[Supplied passage]:
- - - - - - -

- Directed by: Ricardo Trogi
- Written by: Ricardo Trogi
- Produced by: Marie-Claude Poulin
- Starring: Jean-Carl Boucher; Sandrine Bisson; Francis-William Rhéaume;
- Cinematography: Steve Asselin
- Edited by: Yvann Thibaudeau
- Music by: Frédéric Bégin
- Production company: Sphere Media
- Distributed by: Immina Films
- Release date: July 31, 2024;
- Country: Canada
- Language: French

= 1995 (film) =

1995 is a 2024 Canadian comedy film written and directed by Ricardo Trogi. The fourth film in his semi-autobiographical series after 1981, 1987 and 1991, the film stars Jean-Carl Boucher as Trogi, making his first foray into filmmaking as a contestant in the competition series La Course destination monde in 1995.

The cast also includes Sandrine Bisson, Francis-William Rhéaume, Rose Adam, Shadi Janho, Guillaume Gauthier, Claudio Colangelo, Olivier Aubin, Mickaël Gouin, Myriam Gaboury, Maude Bouchard, Marie-Josée Bastien and David Leblanc.

The film was released on July 31, 2024, by Immina Films.

==Production==
The film's development was first announced in 2021. Filming began on October 10, 2023, and took place in Montreal, Quebec City, Morocco and Nepal.

Trogi stated that he considers the film to be the funniest in the series; he noted as well that while La Course was retitled in the film for copyright reasons, he kept the real names of key personalities who featured in the storyline, including host Pierre Therrien and judges Michel Coulombe, Louise Racicot and Manon Barbeau.

He has also stated that while there may be future films in the series, he is not currently certain of that, stating in particular that he doesn't see any comedy to be mined from his experiences directing his debut film Québec-Montréal. He subsequently raised the possibility of following up with 1998, which would centre on his early work in directing television advertisements, or backing up to 1956, which would tell the story of his father's immigration to Canada from his native Italy, but has not confirmed that he will definitely make either film.

- - - - - - -

[Records]:
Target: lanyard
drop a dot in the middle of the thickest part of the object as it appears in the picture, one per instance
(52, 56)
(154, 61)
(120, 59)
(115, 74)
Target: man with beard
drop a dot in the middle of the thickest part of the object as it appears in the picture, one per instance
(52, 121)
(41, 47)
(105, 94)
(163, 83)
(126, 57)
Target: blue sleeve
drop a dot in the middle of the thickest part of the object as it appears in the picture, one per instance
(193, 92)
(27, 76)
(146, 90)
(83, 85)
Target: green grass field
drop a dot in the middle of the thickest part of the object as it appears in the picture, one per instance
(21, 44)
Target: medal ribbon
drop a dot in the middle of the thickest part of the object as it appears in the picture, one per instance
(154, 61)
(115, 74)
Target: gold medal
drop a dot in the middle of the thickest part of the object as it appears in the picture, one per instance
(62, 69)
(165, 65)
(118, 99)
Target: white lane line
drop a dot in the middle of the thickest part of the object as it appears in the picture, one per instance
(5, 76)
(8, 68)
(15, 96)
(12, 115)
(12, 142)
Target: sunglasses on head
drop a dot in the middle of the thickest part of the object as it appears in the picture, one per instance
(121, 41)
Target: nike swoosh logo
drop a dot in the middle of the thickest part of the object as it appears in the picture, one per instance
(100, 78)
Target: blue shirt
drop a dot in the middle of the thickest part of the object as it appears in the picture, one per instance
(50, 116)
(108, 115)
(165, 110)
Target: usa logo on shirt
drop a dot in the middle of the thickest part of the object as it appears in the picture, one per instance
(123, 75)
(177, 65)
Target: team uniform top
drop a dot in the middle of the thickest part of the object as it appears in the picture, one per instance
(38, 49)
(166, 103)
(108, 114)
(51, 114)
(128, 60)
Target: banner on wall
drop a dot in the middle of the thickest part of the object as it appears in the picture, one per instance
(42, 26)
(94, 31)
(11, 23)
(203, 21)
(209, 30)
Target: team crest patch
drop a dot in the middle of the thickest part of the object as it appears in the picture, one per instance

- - - - - - -

[List of tasks]:
- a) In the article on the film 1995, retype the text between "The cast also" and "by Immina Films.", inclusive.
- b) According to the article on the film 1995, where did filming take place?

[List of solutions]:
- a)
The cast also includes Sandrine Bisson, Francis-William Rhéaume, Rose Adam, Shadi Janho, Guillaume Gauthier, Claudio Colangelo, Olivier Aubin, Mickaël Gouin, Myriam Gaboury, Maude Bouchard, Marie-Josée Bastien and David Leblanc.

The film was released on July 31, 2024, by Immina Films.

- b) Filming took place in Montreal, Quebec City, Morocco and Nepal.